Excerpted passage:
-=-=-=-=-
Friday, May 10, 2013

Proposed Amendment to FMLA Would Provide Leave For Grieving Parents


A client asked that I write a piece about the Parental Bereavement Leave Act of 2013, introduced to Congress this past February by Senator John Tester (D-Mont). Naturally, I formed an opinion while doing the research.

The bill would amend the Family and Medical Leave (FMLA) Act to include “loss of son or daughter” as a qualifying event.

I support the FMLA and always have. Yes, I know it’s a pain to administer, especially when intermittent leave has been requested, or when notification requirements prove impossible (such as when you weren’t ever informed of an employee’s absence and he’s already back at work before you get wind of it), and I can’t tell you how many times I've had to say “Think of the FMLA as an umbrella that covers all other forms of paid and unpaid leave, such as STD, worker’s comp, sick time, and so forth.” Well, it doesn’t matter how many times—it needed to be done, because no one outside of the HR department seemed able to grasp the concept.

I’ve read about many cases of FMLA abuses (real and imagined), but to be honest I’ve always had to practically force the benefit on employees, they were so distrustful of that twelve workweek clock. “I’m using my vacation!” one employee indignantly told me, “Why do I have to be bothered with these forms?”

Sigh.
-=-=-=-=-
Stored data:

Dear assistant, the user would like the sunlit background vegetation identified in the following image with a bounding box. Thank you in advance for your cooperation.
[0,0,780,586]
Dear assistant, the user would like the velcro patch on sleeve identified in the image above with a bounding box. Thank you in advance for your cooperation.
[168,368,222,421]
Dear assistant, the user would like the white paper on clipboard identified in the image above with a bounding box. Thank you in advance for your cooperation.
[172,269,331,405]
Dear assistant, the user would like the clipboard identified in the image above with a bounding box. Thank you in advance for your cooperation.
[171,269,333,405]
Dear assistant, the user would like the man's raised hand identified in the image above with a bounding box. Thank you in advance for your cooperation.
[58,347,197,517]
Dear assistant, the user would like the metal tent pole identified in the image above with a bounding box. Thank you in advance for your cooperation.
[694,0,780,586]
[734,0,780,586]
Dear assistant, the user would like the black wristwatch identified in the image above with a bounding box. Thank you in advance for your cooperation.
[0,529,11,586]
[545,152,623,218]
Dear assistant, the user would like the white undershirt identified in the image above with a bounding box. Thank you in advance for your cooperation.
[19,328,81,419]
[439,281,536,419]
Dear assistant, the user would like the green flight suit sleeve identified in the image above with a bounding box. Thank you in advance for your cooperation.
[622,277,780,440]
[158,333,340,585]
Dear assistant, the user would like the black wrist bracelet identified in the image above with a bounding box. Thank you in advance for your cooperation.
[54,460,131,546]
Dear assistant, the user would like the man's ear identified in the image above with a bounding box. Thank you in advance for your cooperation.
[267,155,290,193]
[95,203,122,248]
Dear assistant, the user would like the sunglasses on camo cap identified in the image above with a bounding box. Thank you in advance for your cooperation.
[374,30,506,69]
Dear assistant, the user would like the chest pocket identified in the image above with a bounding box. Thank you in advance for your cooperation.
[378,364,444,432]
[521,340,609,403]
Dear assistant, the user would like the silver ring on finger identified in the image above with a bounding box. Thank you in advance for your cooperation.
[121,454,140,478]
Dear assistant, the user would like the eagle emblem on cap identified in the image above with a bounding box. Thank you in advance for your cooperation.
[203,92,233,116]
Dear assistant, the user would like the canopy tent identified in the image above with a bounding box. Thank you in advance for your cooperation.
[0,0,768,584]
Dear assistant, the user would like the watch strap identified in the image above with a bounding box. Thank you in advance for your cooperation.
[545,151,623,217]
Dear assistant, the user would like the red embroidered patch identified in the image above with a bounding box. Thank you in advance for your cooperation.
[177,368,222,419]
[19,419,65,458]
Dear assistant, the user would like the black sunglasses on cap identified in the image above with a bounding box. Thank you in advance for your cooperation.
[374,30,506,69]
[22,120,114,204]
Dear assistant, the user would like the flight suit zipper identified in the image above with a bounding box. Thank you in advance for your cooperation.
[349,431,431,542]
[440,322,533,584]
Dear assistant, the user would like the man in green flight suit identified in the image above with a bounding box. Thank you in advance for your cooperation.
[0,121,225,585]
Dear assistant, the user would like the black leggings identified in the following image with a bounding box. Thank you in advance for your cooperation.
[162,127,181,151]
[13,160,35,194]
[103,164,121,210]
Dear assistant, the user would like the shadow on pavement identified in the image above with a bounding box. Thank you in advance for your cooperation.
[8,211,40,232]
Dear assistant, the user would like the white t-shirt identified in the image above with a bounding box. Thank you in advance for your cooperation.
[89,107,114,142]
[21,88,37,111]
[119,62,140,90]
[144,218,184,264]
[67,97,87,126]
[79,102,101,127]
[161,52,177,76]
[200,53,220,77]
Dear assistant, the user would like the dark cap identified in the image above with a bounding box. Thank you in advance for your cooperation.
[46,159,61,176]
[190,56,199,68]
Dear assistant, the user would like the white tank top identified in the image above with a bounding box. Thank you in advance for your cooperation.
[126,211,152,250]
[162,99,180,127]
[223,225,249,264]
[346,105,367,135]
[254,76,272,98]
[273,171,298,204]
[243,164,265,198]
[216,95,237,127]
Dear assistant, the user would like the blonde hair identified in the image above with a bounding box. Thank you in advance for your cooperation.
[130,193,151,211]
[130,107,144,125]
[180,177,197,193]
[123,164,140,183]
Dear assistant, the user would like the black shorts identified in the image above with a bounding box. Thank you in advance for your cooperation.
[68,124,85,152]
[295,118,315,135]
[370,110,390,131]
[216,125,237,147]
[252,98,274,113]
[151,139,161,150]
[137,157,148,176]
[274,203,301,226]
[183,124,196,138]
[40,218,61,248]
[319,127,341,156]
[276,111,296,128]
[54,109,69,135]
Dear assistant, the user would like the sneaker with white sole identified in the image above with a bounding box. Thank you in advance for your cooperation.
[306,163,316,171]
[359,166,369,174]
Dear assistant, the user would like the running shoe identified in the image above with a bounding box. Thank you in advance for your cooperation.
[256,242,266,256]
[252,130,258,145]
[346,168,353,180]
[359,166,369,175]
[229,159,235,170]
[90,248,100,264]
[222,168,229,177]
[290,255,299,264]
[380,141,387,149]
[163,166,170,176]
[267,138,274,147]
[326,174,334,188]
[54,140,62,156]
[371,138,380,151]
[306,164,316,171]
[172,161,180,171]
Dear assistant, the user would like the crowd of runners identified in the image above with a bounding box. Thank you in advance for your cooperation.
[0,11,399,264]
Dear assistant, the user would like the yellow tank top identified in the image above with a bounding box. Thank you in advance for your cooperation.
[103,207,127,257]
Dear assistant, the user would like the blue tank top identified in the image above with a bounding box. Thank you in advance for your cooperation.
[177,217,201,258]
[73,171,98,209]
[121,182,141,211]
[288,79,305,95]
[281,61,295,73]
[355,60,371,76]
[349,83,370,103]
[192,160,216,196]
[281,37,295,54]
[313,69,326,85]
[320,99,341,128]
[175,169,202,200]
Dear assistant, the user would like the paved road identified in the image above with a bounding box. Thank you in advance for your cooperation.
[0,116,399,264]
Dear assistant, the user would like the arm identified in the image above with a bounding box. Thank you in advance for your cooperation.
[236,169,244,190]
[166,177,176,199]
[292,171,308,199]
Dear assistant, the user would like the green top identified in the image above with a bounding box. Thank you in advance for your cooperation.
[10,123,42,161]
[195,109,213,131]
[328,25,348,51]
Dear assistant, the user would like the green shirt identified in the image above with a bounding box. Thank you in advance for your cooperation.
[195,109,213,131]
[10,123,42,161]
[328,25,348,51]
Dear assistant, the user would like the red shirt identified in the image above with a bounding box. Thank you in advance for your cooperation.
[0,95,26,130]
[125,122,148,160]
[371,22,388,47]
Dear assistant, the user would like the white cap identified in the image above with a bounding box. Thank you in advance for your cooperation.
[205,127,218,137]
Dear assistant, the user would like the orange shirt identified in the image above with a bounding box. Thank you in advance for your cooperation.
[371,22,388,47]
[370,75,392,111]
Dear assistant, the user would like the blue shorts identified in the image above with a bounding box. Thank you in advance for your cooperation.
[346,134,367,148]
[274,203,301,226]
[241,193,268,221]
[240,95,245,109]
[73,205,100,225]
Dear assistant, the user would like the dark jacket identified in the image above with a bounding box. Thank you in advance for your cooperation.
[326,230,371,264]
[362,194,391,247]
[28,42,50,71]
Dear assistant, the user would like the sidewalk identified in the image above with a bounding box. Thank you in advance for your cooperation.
-=-=-=-=-
What you are asked to do: In the post on the proposed FMLA amendment for grieving parents, list each form of leave the writer names in the umbrella comparison. Base your work only on the text about the proposed FMLA amendment for grieving parents.

Task output:
- STD
- worker's comp
- sick time